INSTRUCTIONS TO FOLLOW: Render the data below as a Markdown table with the columns Row and Text, one numbered row per line and no blank lines. Begin at the line that contains "Can you find the smiling" and stop after the line that contains "[[1037, 263], [882, 258], [191, 170], [583, 233], [801, 212]]".

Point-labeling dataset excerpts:

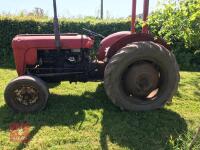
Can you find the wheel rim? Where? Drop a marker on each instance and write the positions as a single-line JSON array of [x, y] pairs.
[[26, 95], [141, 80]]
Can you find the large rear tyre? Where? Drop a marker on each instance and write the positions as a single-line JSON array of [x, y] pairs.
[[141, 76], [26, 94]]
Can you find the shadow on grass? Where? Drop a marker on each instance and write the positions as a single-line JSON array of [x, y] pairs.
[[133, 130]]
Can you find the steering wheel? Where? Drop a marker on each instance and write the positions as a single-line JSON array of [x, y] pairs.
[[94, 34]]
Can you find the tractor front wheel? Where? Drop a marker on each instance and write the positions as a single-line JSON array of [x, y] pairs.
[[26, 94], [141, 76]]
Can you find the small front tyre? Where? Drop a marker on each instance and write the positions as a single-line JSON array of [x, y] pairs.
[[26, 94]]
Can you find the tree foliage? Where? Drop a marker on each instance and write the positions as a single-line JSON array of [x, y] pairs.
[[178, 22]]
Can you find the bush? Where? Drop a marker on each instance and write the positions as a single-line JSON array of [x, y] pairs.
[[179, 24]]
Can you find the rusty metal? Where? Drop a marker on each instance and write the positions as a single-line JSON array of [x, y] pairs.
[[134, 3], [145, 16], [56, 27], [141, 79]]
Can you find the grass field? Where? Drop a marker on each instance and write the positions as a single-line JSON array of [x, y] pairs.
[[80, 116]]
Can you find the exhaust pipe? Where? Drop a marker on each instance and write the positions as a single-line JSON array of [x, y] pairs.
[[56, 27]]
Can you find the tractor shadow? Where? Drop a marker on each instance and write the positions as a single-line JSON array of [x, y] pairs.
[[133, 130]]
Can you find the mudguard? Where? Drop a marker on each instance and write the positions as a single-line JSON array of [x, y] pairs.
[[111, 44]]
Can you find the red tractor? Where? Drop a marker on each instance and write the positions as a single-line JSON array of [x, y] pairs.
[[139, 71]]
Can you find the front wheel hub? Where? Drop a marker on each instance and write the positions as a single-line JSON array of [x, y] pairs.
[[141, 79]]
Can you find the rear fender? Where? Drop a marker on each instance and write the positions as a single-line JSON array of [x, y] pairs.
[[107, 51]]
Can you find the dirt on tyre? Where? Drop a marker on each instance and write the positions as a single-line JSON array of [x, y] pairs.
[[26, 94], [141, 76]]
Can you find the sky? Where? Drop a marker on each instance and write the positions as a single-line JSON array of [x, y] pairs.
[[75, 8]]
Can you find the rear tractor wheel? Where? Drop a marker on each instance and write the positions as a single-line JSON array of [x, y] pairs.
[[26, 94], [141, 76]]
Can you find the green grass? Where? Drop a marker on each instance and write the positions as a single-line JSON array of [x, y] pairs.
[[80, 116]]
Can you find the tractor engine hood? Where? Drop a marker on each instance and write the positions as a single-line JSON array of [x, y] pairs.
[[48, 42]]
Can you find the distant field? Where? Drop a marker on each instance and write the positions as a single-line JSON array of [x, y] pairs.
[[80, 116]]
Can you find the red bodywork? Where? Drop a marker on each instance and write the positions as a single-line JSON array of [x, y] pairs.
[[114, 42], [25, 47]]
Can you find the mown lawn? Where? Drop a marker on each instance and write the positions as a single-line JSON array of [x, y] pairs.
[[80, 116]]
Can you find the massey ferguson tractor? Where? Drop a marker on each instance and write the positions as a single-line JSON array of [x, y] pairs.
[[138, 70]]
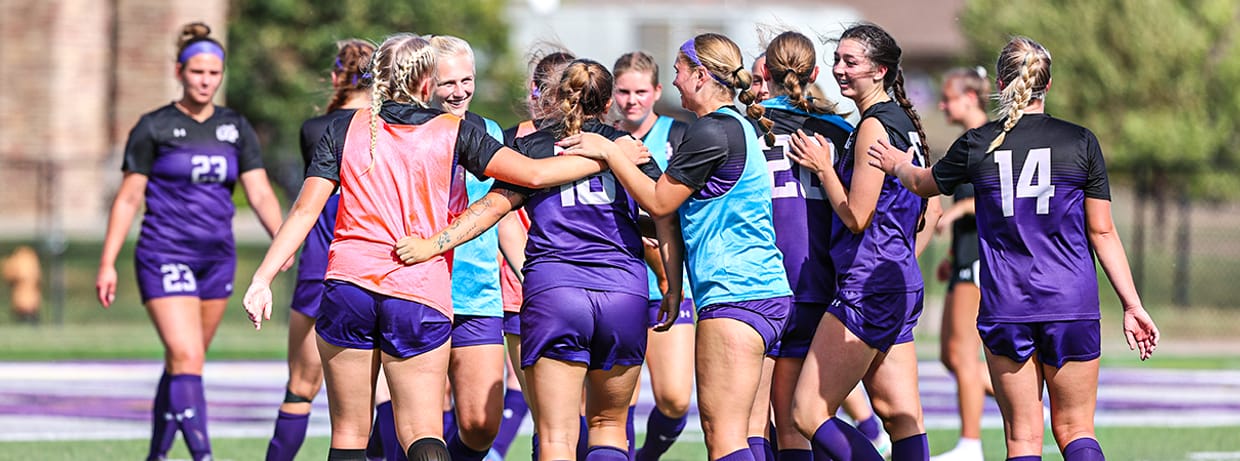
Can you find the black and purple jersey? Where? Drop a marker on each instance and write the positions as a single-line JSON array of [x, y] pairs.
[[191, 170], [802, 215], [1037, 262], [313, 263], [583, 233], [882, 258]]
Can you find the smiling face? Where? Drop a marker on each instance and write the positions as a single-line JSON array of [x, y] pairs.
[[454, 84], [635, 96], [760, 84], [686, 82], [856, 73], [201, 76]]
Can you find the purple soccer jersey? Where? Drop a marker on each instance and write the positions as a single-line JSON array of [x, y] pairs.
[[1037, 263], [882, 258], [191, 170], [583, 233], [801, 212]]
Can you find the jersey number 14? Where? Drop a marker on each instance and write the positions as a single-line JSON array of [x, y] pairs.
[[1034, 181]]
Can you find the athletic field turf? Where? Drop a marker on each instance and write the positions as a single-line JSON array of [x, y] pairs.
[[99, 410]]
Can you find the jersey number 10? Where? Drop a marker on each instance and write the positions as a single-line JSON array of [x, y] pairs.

SOLUTION TO THE PROBLEM:
| Row | Text |
|---|---|
| 1 | Can you find the smiling face? Where? Drop a marker on each instance and write the positions as a single-line JSON array of [x, y] pairs. |
| 2 | [[454, 84], [635, 96], [760, 84], [686, 82], [856, 73], [201, 76]] |
| 3 | Can you find the purple soccer jersey? Where? Drop a marker on each instance and write the positions as a single-line JSON array of [x, y] pairs. |
| 4 | [[1037, 263], [882, 258], [191, 170], [583, 233], [801, 212]] |